**PAGE:**
On sait que l’empan visuel du lecteur n’est pas extensible, et que sa limite
supérieure lors d’une fixation de l’oeil peut atteindre seulement sept
"lettres". Au-delà, et souvent même en deçà, il y a des saccades,
voire des balayages, pour parcourir la totalité du mot.
b) une complexité orthographique (ou paradigmatique) : c’est le découpage en
une structure graphémique. Ainsi, les graphèmes formés de digraphes ("au,
in, en, ...") ou de polygraphes ("eau, aim, amp, ...") sont bien
évidemment plus complexes que des monographes ("o, i, f, ...").
2) au niveau phonologique, on peut noter :
a) les contraintes articulatoires : la structure syllabique habituelle est CV
(attaque consonantique + rime vocalique). Un « pseudomot » comme
"apra" est alors plus complexe que "para", car il possède
la structure V+CCV au lieu de CV+CV. Ici, à la cassure de la régularité
syllabique, s’ajoute la branchante "pr" (CC) qui exige un effort
articulatoire plus important.
b) les fréquences des groupes phonémiques : à la lecture d’un mot, le lecteur
s’attend à une régularité (loi d’économie de l’effort) et, après une consonne,
envisage dans son répertoire phonologique une suite habituelle. Par exemple,
après /p/, il y aura plus probablement /R/ que /s/, car la
branchante /pR/ est (sept à huit fois) plus fréquente.

**ÉNONCÉ DE L'EXERCICE 1:**
Les affirmations (a), (b) et (c) concordent-elles avec le texte sur la complexité des mots ? Répondez par oui ou non et citez à chaque fois les mots décisifs du texte.
(a) Lors d'une fixation de l'œil, l'empan visuel du lecteur peut atteindre au plus sept lettres.
(b) La structure syllabique habituelle est CCV.
(c) Après /p/, le lecteur s'attend plus probablement à /s/ qu'à /R/.
**ÉNONCÉ DE L'EXERCICE 2:** Dans le texte sur la complexité des mots, quelle structure possède le pseudomot "apra" ?
**ÉNONCÉ DE L'EXERCICE 3:** Poursuivez le texte sur la complexité des mots après sa dernière phrase.
Les lignes n'ont aucun rapport avec le texte sur la complexité des mots.

**Lignes brutes:**
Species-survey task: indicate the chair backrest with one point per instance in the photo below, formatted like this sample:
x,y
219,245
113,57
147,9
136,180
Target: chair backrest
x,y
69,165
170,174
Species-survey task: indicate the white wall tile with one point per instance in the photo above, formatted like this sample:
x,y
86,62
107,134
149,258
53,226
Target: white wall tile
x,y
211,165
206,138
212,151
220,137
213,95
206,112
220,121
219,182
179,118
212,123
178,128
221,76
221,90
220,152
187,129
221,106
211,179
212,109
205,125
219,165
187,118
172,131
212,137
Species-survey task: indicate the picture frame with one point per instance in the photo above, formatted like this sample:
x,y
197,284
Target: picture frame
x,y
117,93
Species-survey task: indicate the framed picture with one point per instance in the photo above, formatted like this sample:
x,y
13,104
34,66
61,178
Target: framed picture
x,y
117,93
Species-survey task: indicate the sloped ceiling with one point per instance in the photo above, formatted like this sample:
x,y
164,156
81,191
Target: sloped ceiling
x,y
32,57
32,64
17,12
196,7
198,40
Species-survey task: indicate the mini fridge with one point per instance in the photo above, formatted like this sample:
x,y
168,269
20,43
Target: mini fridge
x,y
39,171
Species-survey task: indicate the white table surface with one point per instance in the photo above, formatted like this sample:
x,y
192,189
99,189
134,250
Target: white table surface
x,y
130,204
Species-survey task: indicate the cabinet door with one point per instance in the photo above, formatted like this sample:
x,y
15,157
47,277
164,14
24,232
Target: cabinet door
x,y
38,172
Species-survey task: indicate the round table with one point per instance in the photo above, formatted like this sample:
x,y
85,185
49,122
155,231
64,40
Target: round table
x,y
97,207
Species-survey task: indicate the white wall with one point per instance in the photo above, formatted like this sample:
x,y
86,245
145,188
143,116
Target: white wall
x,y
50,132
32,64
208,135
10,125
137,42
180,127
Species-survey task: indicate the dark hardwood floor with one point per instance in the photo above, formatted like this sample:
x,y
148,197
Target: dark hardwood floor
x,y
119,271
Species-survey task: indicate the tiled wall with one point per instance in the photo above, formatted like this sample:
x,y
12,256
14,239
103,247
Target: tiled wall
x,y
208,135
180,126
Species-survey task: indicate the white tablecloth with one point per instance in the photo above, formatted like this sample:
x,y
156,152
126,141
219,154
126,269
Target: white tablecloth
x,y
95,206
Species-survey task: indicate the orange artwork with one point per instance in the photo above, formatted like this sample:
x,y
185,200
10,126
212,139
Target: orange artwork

**CORRIGÉ DE L'EXERCICE 1:**
(a) Oui : « sa limite supérieure lors d’une fixation de l’oeil peut atteindre seulement sept "lettres" ».
(b) Non : « la structure syllabique habituelle est CV ».
(c) Non : « après /p/, il y aura plus probablement /R/ que /s/ ».

**CORRIGÉ DE L'EXERCICE 2:** Le pseudomot "apra" possède la structure V+CCV.

**CORRIGÉ DE L'EXERCICE 3:**
Un mot sera donc également plus complexe si ses constituants phonémiques sont
agencés de façon moins prédictible. La fusion sera par là-même plus difficile.
En définitive, la complexité des mots est proportionnelle à l’écart entre,
d’une part, les mots de bonne famille, petits, réguliers, simples, et fidèles
aux principes basiques (structurels) de leur langue mère, et, d’autre part, les
mots infidèles, longs, irréguliers, compliqués, qui s’éloignent de la matrice
du mot basique.
Si l’enseignant veut fonder une progression sur le code alphabétique, il aura
tout intérêt à utiliser une "complexité des mots" croissante :
"toto" aura plus de réussite que "totaux" car visuellement
il est plus petit (nombre de "lettres" inférieur), et plus simple (le
graphème "o" est plus immédiatement accessible que le graphème
"aux").
De même, "purée" sera plus digeste que "après", car
phonologiquement plus régulier (CV+CV au lieu de V+CCV), et plus facile à dire
(absence de branchante).
Néanmoins, il n’est pas incohérent non plus d’exposer de temps à autre l’élève
à des mots plus complexes, en mettant en œuvre une démarche de tâtonnement,
afin qu’il perçoive l’étendue de la réalité de la langue.
Finalement, pour l’apprentissage de la lecture, la progression dans la
complexité des mots doit être ... progressive !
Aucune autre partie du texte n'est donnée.